━━━━━ Input data ━━━━━

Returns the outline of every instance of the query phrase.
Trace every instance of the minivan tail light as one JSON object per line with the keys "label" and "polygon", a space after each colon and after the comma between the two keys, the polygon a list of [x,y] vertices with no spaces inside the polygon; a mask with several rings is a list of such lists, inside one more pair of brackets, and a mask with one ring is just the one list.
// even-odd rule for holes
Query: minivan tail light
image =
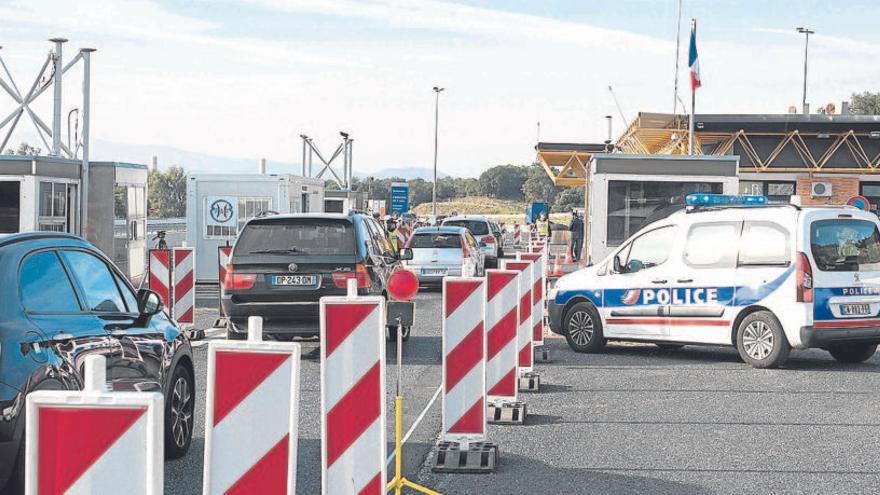
{"label": "minivan tail light", "polygon": [[366,289],[370,286],[370,274],[367,273],[367,267],[358,263],[354,266],[354,272],[334,272],[330,275],[333,284],[338,289],[344,289],[348,283],[348,279],[353,278],[358,281],[358,289]]}
{"label": "minivan tail light", "polygon": [[233,273],[232,265],[226,265],[226,278],[223,288],[226,290],[250,289],[257,281],[255,273]]}
{"label": "minivan tail light", "polygon": [[804,253],[797,254],[795,261],[797,302],[813,302],[813,267]]}

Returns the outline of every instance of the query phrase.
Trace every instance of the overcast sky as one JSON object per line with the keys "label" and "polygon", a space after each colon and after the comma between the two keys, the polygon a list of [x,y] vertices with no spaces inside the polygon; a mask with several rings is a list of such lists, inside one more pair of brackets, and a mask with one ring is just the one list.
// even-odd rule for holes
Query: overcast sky
{"label": "overcast sky", "polygon": [[[441,85],[440,168],[476,176],[531,162],[538,121],[542,140],[595,142],[613,114],[617,135],[609,84],[627,119],[670,112],[677,3],[0,0],[0,55],[29,87],[47,38],[69,38],[68,59],[97,48],[92,135],[105,141],[299,162],[299,134],[329,150],[346,130],[362,172],[431,165]],[[783,113],[801,99],[799,25],[817,32],[814,108],[880,90],[878,16],[873,0],[685,0],[681,98],[691,17],[697,112]],[[71,76],[65,109],[81,98]],[[49,121],[51,92],[40,100]],[[0,99],[0,120],[13,108]],[[21,129],[13,143],[36,139],[30,123]]]}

━━━━━

The problem: Rewrite every item above, replacing "outline" with "contour" and changing nothing else. Leave out the pictures.

Problem solution:
Returns the contour of every instance of the query phrase.
Trace every instance of the minivan tail light as one JSON object per line with the keys "label" and "polygon", a space after each colon and after the comma between the two keys, the polygon a list of [x,y] vertices with no spaces inside the polygon; a mask with several rings is a list of such lists, inside one more pair of brackets, and a mask with one ring is just the one list.
// even-odd rule for holes
Query: minivan tail light
image =
{"label": "minivan tail light", "polygon": [[366,289],[370,286],[370,274],[367,273],[367,267],[358,263],[354,266],[354,272],[334,272],[330,275],[333,284],[338,289],[344,289],[348,283],[348,279],[353,278],[358,281],[358,289]]}
{"label": "minivan tail light", "polygon": [[233,273],[232,265],[226,265],[226,278],[223,288],[226,290],[250,289],[257,281],[255,273]]}
{"label": "minivan tail light", "polygon": [[804,253],[797,254],[795,261],[797,302],[813,302],[813,267]]}

Returns the contour of every instance of the query phrase.
Trace every instance of the overcast sky as one JSON object per line with the keys "label" and "polygon", a space after each colon and after the comma between the two keys, the polygon a list of [x,y] vertices with no spaces inside the polygon; a mask with several rings is a list of such lists, inside one more pair of brackets, and a mask with one ring is just the one list.
// even-odd rule for holes
Query: overcast sky
{"label": "overcast sky", "polygon": [[[441,85],[440,168],[476,176],[531,162],[538,121],[542,140],[595,142],[613,114],[617,135],[609,84],[627,119],[670,112],[677,3],[0,0],[0,55],[29,87],[47,38],[69,38],[68,59],[97,48],[92,135],[105,141],[299,162],[299,134],[329,150],[346,130],[362,172],[431,165]],[[783,113],[801,99],[799,25],[817,32],[814,108],[880,90],[878,16],[873,0],[685,0],[681,98],[691,17],[697,112]],[[71,76],[65,109],[81,98]],[[49,121],[51,92],[40,100]],[[0,99],[0,120],[13,108]],[[21,129],[13,143],[36,139],[30,123]]]}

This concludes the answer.